___ Yazı
Dost Kimdir? (9)
Dost
Hep düşünürüm, “dost” nedir diye? Her insanın ağzında bir “dost” lafı dolanır durur; istediği olduğunda “o benim dostum” istediği olmadığında ise “ben onu dost sanmıştım” sözleri…
Öğrencilerime ve çevremdeki arkadaşlarıma çoğu zaman sormuşumdur “ dost kimdir?” diye.
Aldığım cevaplardaki manalar ise hep aynı, adeta köle tarifi gibi ve dostu şöyle tanımlıyor ; “Benim istediğim gibi düşünen, benim dediğimi yapan” Sanki dost bir köle, isteği olmayan, düşüncesi olmayan, ona mahkum bir köle!!
Farklı bir şey istemesi suç, aksine düşünmesi suç, ona onca kötü sayılan bir şeyi söylemesi suç…
Oysa Mevlana dostu öyle bir tanımlıyor, öyle bir anlatıyor ki, sanki bir balyoz gibi iniyor tepemize.
Mevlana’nın dostla ilgili anlattığı hikayede kendisine taş atandan kaçanlar; “neden bize taş atıyorsun, biz senin dostunuz dediğinde, taş atanın cevabı; “ Dost, dostun zahmetine katlanana derler, siz beni attığım bir taşa bile katlanamıyorsunuz, bu nasıl dostluk? ”
______
___ Sağlanan Veriler
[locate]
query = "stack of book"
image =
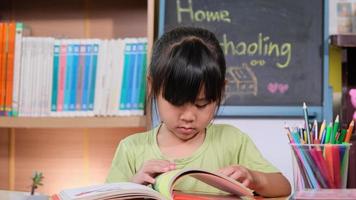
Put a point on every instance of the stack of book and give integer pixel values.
(45, 76)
______
### Yapılacaklar
A) Dostluk yazısında “Aldığım cevaplardaki manalar” diye başlayan paragrafı, ana bilgilerini koruyarak daha kısa biçimde yeniden yazar mısın?
B) Dostluk yazısının devamını yazar mısın?

### Alıştırma Cevapları
A) Aldığım cevaplar hep aynı anlamdadır: Dost, benim istediğim gibi düşünen ve dediğimi yapan kişidir. Bu, dostu isteği ve düşüncesi olmayan, mahkûm bir köle gibi tanımlamaktır.

B)
“ Gerçek dostlukta bayağı insanların alamayacağı bir lezzet vardır ” der J.Bruyere.
Evet aynen böyle, Dost, dostun zahmetine katlanana derler.
O halde sen kendine dost arama, yapabiliyorsan, katlanabiliyorsan sen zahmetlere katlan.
Başkalarını kendine dost tutma niyetinde olma, sen başkalarına dost ol. Gayretin ve niyetin bu olsun, buna sabrın ve gücün olsun, gerisi kolay.
Dar adıyla arkadaşlık, geniş adıyla dostluk, aslında karşıdan fedakarlık beklenerek sürdürülebilen ilişkiler değil, karşı tarafın zahmetine katlanarak sürdürülebilen ilişkilerdir.
Ancak, zor günlerde herkesten fazla ve hızlı bir şekilde karşıdan gelen yardım ve jestler de dostluğun besleyicisidir, ana damarlarıdır.
Bu zaten gerçekleşir. Ancak beklenti içinde olmamaktır asıl olan.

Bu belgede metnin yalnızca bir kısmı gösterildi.